__Provided passage__:
==============================
Appa agreed to teach me the sources in the original and his traditionalism was my personal guarantee that I had found the guru. Who could not love this man at first sight? He wasn't seductive and there were no saffron robes or titles or claims but his authenticity was irrefutable, as much as his erudition and integrity. It was when he began to offer his own interpretations and critiques that everything started to change.

It's as if we all have to stand in the rain. The world is pouring rain, whether it's personal, social, political, you name it, the storm is raging. It's going to challenge us to find a place to stand, ways to withstand and perhaps find some kind of refuge. Everyone does that and, if we are lucky, we receive love and learn better how to give some so we can live in our own skin, endure the outrageous fortune. But for me that was not enough.

I'd been lucky, loved aplenty as a kid but when I went looking for meaning---and I mean from adults who were somehow supposed to know---I was disappointed in the answers and then disappointed in their character. They'd opened their umbrella and allowed me to step under, to share it with them but the umbrella was made of fixed dogmas and institutional straw. I figured that out before I went to India. What 

I didn't realize is that I was just looking for _another_ umbrella, just another corporation's story that would offer shelter from the storm.

The "institutional" storytelling gives you answers and reminds you that they are the correct ones. The corporation welcomes you in to participate in _their_ story and if you deviate too far you get in trouble or, like my own Italian grandmother, you get excommunicated because your story can't meet their expectations. My grandmother was excommunicated from the Catholic Church after she divorced by grandfather who had abandoned them---he was deeply traumatized with PTSD after serving in WWI and one day disappeared. To receive the benefits of the New Deal she had to prove destitution, which included three little girls. My mom the middle daughter.

Now that horror story of the church may not be unusual but my point isn't merely to castigate or accuse, it is to point out that we are punished for dissent. Step out from under _that_ umbrella and you are pretty much on your own. 

What I didn't really understand when I met Appa is that he had not only been reared under a wide and encompassing umbrella of traditions, practices, doctrines, and customs, but that he had stepped out from under its shelters. Somehow he had freed himself from the Matrix while still being in the Matrix, in fact, without ever leaving the Matrix. He had not disowned or disavowed, he hadn't been busted for heresy or been found out. He didn't want to leave or abandon his worlds entirely. He didn't do what I'd done even though he too was born to run. He knew however that "it's a death trap, a suicide rap, we gotta get out while we're young." How's that for a slew of mixed metaphor and allusions?

But in his own quiet way, Sundaramoorthy had fomented in his heart and mind a revolution. He didn't believe that the umbrellas of tradition understood traditionally were any real shelter at all. The rain is no illusion but the umbrella as it was made by his traditions didn't provide enough honest shelter---and after all there is no stopping the storm, the storm eventually takes us all. Rudra and Kali never fail to have their ways.
==============================
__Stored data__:
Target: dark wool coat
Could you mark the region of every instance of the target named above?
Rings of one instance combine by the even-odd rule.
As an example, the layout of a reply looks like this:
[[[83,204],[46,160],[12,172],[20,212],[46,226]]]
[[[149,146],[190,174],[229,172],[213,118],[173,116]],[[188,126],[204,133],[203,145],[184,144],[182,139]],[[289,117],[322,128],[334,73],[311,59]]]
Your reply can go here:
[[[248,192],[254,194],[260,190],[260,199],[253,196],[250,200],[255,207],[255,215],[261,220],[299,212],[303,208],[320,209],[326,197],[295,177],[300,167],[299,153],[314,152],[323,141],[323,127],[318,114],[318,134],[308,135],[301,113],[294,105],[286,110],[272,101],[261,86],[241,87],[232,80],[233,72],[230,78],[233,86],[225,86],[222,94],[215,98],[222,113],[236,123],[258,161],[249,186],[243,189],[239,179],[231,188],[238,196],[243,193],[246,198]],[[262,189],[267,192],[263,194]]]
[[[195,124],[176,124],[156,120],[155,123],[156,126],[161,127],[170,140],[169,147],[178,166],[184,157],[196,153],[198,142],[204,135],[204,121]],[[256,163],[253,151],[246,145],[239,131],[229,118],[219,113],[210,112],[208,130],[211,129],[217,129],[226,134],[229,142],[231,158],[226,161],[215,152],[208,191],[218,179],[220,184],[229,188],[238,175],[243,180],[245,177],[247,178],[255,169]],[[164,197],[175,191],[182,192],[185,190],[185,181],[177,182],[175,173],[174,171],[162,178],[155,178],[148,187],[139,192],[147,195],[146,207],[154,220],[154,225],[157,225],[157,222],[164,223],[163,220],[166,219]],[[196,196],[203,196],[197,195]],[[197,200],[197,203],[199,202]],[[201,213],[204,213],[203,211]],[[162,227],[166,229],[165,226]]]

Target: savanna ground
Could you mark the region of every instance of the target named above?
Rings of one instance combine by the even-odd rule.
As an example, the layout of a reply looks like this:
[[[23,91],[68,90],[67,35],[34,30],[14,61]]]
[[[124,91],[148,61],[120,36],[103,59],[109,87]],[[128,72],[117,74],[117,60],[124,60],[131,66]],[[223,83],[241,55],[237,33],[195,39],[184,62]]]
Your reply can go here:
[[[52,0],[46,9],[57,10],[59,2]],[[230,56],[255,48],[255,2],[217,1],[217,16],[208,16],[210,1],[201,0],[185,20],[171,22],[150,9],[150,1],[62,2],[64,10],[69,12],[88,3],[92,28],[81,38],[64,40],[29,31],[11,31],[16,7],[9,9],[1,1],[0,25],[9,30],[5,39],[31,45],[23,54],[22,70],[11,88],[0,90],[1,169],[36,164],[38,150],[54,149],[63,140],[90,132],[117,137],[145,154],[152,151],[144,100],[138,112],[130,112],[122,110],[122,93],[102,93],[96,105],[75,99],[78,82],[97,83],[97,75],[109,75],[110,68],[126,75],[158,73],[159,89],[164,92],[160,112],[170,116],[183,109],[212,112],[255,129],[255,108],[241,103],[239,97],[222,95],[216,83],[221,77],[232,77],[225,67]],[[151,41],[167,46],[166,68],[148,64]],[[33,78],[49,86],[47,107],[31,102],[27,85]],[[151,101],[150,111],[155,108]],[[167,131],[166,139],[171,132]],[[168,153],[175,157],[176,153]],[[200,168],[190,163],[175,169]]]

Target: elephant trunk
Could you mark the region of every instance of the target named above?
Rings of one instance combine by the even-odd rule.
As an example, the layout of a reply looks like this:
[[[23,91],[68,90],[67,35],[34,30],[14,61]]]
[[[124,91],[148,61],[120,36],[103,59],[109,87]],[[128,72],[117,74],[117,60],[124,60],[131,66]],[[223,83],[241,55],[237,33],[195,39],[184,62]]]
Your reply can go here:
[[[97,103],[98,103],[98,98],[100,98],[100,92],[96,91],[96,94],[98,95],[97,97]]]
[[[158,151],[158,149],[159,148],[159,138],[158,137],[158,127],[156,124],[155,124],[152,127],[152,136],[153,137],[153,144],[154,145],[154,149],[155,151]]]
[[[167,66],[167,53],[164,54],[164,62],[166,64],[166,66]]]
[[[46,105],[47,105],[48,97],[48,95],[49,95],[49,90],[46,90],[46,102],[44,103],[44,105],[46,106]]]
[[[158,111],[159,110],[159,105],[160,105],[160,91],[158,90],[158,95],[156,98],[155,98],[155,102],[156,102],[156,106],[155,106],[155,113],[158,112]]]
==============================
__Activity A__:
Using the text about Appa, decide whether each statement agrees with it. Answer yes or no for each, and quote the words from the text that settle it.
(i) The narrator's grandmother was excommunicated from the Catholic Church.
(ii) Appa wore saffron robes.
(iii) The narrator figured out that the umbrella was made of fixed dogmas and institutional straw after going to India.
__Activity B__: Write the next few paragraphs of the text about Appa, starting right after its last sentence.

__Answer section A__:
(i) Yes: "My grandmother was excommunicated from the Catholic Church"
(ii) No: "there were no saffron robes or titles or claims"
(iii) No: "I figured that out before I went to India."

__Answer section B__:
Appa had his own version of the slow burn, the coming to terms with the storm that we call Rudra and Kali. It wasn't like mine but it was all the same storm. I had the chance to run, he couldn't. Then I got lucky and I ran into him just as I was figuring out that you can run but the storm doesn't stop no matter where you go. I thought he'd show a way through the Buddhists or the Hindus that would finally provide that shelter. I wanted _his_ umbrella to do the job.

But as he began to teach I started to grasp his point. First, that the sources of tradition do indeed raise the important questions and provide plenty of indirection that helps---myth, ritual, practices, ideas, maps that aren't entirely useless. He set about helping me understand what the corporations of tradition were teaching. We all really face the same storms: love and grief, joy and sorrow, mortality and, well, what more, what else?

Next, he never relented in telling me to query and question, to use my own wits, be honest with feelings and ideas, and not capitulate to belief, to adherence, to any dogma or doctrine that he or anyone else was claiming to be the real shelter, the only true shelter, the correct shelter from the storm.

Last, he urged me to have the courage, to look into my own heart---the very meaning of the word "courage"---to see how we share the storm and _need_ an umbrella, need to be part of traditions and histories and, at the same time, not to be co-opted into complacencies of belief, into dogmas that are mere salves or bypass. We can commit to both learning from traditions and a relentless contrariety that refuses to believe or just follow. We aren't all alone in creating our path, we can't make it all up for ourselves---that is folly, self-importance, and lead you to believe that wearing tie-dyed clown pants to a black tie wedding is somehow being yourself.

Rajanaka is the contrariety he collected with that small group of fellow seekers. Its beauty lies in its willingness to see the value of traditions---ideas, questions, practices, customs---and also embrace its own otherness. Appa was adamant in his refusal to capitulate to dogmas or claims that were only fake umbrellas raised between you and the storm---"When I was liberated from liberation, I was at last free to be human."

But he knew he needed, that we all need, shelters from the storm, that it's wise to carry umbrellas in the rain. He could draw deep inspiration from the many languages of tradition, the symbols, forms, and practices but he was just as determined to speak in his own dialect that might become yet another kind of language. His was a dialect that began as something like Srividya and Natarajar's Shaivism but it became another language, one rooted in an understanding so different from its source that it warranted that new designation---it was a new language that had emerged from the old ones. Rajanaka is that method and that language, grounded in the principles of contrariety, of critical thinking and humanism. 

He once said that we gain advantage because we humans have the power to use language but that when we understand that we are formulating with rules (whether we know it or not), then breaking rules and making new rules becomes part of our growing awareness; then with love of a reformulating grammar we can reshape our experiences, we can move matters along into other kinds of expression. We need to know that we bind to rules to make sense of a world that we cannot control but we are not more bound to rules that control us than we are.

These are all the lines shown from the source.